§ What this task involves
Please copy out every item below word for word, leaving out the pictures.

* begin Available data *

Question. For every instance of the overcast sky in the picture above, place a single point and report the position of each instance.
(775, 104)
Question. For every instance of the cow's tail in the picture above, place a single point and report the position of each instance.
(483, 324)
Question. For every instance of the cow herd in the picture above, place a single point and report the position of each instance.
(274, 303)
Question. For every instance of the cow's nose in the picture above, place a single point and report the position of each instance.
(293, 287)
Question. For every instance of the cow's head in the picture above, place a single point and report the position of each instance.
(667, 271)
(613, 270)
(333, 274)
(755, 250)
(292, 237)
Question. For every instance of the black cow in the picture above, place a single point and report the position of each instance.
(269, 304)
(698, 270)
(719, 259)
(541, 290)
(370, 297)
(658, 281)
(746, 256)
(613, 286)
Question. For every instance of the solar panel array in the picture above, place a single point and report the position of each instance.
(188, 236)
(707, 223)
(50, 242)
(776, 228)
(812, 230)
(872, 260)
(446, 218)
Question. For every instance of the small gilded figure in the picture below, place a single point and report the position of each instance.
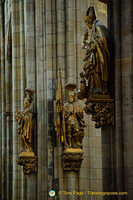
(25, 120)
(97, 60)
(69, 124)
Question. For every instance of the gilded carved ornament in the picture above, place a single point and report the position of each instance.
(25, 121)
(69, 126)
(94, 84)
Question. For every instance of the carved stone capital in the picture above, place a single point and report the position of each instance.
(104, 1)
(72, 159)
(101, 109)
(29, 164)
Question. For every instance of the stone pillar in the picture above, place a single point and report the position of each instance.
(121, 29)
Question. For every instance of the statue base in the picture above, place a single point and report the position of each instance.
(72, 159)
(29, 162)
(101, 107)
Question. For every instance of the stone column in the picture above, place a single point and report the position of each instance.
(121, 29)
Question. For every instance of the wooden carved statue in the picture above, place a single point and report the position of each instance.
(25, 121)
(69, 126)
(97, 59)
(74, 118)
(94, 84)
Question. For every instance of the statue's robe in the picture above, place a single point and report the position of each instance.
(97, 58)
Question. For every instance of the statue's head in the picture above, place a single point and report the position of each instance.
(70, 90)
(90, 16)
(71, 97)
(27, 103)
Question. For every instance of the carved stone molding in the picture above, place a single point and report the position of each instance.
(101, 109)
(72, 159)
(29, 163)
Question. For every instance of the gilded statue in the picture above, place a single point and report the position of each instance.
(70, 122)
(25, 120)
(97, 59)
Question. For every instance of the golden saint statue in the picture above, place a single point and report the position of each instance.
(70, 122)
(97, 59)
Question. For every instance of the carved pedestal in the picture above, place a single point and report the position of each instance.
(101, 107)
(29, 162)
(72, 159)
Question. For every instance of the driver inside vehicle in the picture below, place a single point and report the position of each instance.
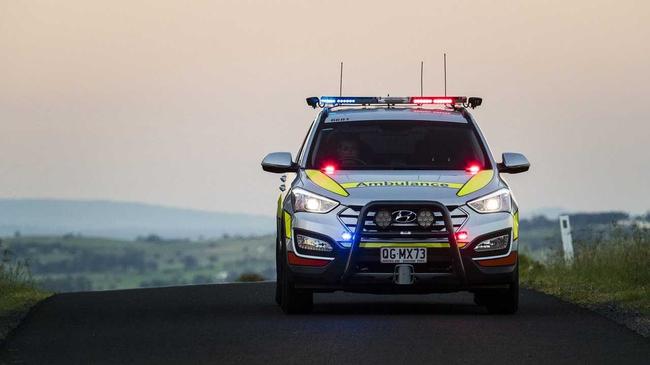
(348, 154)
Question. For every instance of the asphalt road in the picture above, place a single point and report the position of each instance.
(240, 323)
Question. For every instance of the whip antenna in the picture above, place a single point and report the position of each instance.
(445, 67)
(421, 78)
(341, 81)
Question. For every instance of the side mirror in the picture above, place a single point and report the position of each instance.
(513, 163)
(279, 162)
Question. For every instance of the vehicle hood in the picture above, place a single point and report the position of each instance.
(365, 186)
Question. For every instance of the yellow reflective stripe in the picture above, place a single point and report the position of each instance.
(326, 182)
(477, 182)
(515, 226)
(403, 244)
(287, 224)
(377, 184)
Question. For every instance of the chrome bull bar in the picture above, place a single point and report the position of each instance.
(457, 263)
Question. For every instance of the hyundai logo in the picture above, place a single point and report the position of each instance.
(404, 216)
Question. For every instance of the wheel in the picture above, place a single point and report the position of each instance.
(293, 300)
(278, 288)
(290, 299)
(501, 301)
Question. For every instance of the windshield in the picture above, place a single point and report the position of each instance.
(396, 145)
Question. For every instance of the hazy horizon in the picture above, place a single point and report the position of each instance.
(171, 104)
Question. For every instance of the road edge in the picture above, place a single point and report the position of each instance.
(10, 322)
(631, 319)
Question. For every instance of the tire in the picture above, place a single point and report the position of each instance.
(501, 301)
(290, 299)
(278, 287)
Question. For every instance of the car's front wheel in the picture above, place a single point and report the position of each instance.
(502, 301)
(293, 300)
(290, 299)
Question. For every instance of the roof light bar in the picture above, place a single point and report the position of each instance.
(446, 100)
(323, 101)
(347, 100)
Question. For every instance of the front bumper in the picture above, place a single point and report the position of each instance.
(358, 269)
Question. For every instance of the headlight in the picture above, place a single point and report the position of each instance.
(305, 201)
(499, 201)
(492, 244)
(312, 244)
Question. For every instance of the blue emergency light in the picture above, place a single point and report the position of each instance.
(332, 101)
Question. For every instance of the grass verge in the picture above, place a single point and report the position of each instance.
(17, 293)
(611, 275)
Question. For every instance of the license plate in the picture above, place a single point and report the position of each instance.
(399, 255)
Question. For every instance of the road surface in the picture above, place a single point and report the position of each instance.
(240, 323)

* end Available data *

§ Task answer
Question. For every instance of the overcast sky in the picture above, place a single point and report the position of each instance.
(775, 104)
Question. For every instance of the cow's tail in the picture above, place a single point and report the position of each instance.
(483, 324)
Question. For every instance of the cow herd in the picture above, place a single point and report the position of each instance.
(274, 303)
Question. For every instance of the cow's nose in the picture above, place a single point and report the position of each instance.
(293, 287)
Question. For every instance of the cow's head in the picture above, place a single point and report the position of each instance.
(667, 271)
(613, 270)
(333, 274)
(755, 250)
(292, 237)
Question. For every instance of the black cow in the picture above, place a single point and report the position of each instance.
(269, 304)
(698, 270)
(719, 259)
(541, 290)
(370, 297)
(658, 281)
(746, 256)
(613, 286)
Question. For every instance of the solar panel array in the picture above, place a single point and report the position of each instance.
(188, 236)
(707, 223)
(50, 242)
(776, 228)
(812, 230)
(872, 260)
(446, 218)
Question. For every instance of the small gilded figure in the picture below, place a single point and report the position of each instance.
(25, 120)
(97, 60)
(69, 124)
Question. For every instance of the gilded carved ornament in the picture above, place a single point and report the position of each instance.
(25, 121)
(69, 126)
(94, 84)
Question. For every instance of the carved stone capital in the picture above, place a single point and report the position of each instance.
(104, 1)
(72, 159)
(101, 109)
(29, 164)
Question. For every instance of the stone pillar in the picture above, place a single point and report the position of each instance.
(121, 29)
Question. For every instance of the statue base in the picture above, place a single point and report the position of each instance.
(72, 159)
(29, 162)
(101, 107)
Question. For every instance of the stone column in the picture above, place a single point and report the position of each instance.
(121, 29)
Question. For every instance of the wooden carved statue in the picture above, place a single point and report the position of each instance.
(25, 121)
(69, 126)
(97, 59)
(74, 118)
(94, 84)
Question. For every instance of the statue's robe in the picture above, place a single point and report the position of each instance.
(97, 58)
Question. For every instance of the statue's head in the picture above, place a single point and report the position of each instance.
(70, 90)
(90, 16)
(71, 97)
(27, 103)
Question. For every instance of the carved stone molding in the picture above, place a single point and report the position of each instance.
(101, 109)
(72, 159)
(29, 163)
Question. For every instance of the gilded statue in the picture above, place a single point and report the position of each instance.
(70, 122)
(25, 120)
(97, 59)
Question. For every instance of the golden saint statue in the picture above, place a single point and report the position of each instance.
(70, 122)
(97, 59)
Question. For every instance of the carved pedestal in the picture above, place a single point and report the position of each instance.
(101, 107)
(29, 162)
(72, 159)
Question. For every instance of the driver inside vehicle in the picture below, place a single point and report the position of each instance.
(348, 154)
Question. For every instance of the asphalt road in the picture above, place a single point and report the position of each instance.
(240, 323)
Question. For every instance of the whip antenna in the picture above, place a single point and report the position of each instance.
(445, 67)
(421, 78)
(341, 81)
Question. For every instance of the side mirror in the picture above, place a single point and report the position of each instance.
(513, 163)
(279, 162)
Question. For every instance of the vehicle hood in the picture above, place a single point and report the position of each instance.
(365, 186)
Question. For every instance of the yellow reflective stripe in the picture above, place a single point and report the position of each instance.
(326, 182)
(477, 182)
(515, 226)
(403, 244)
(287, 224)
(377, 184)
Question. For every instance of the chrome bull bar in the picture above, place a single point and report the position of each instance.
(457, 263)
Question. For every instance of the hyundai logo in the picture above, place a single point and report the position of each instance.
(404, 216)
Question. For every instance of the wheel in the picture above, place a single point and report the position of each instance.
(293, 300)
(278, 288)
(290, 299)
(501, 301)
Question. For every instance of the windshield in the picture above, place a single point and report the position of each instance.
(396, 145)
Question. For every instance of the hazy horizon in the picture above, place a single point and report the position of each instance.
(171, 104)
Question. For every instance of the road edge in the picture above, place a single point and report the position of each instance.
(10, 322)
(631, 319)
Question. For every instance of the tire in the picture above, place a single point and report the position of each instance.
(501, 301)
(290, 299)
(278, 287)
Question. For every instance of the car's front wheel in the picture above, place a single point and report the position of each instance.
(502, 301)
(293, 300)
(290, 299)
Question. For every instance of the roof light bar in the picture above, place a single point and report the position of each instance.
(446, 100)
(323, 101)
(347, 100)
Question. For every instance of the front bumper in the picture above, place a single point and report the position of each instance.
(358, 269)
Question. For every instance of the headlight in the picture above, place a single point and report the position of each instance.
(305, 201)
(499, 201)
(492, 244)
(312, 244)
Question. For every instance of the blue emergency light in the picture above, place a single point and report the position of each instance.
(332, 101)
Question. For every instance of the grass verge in the picture above, place a single point and report the position of each instance.
(17, 293)
(611, 275)
Question. For every instance of the license plate in the picture above, place a single point and report the position of each instance.
(399, 255)
Question. For every instance of the road surface in the picture above, place a single point and report the position of each instance.
(240, 323)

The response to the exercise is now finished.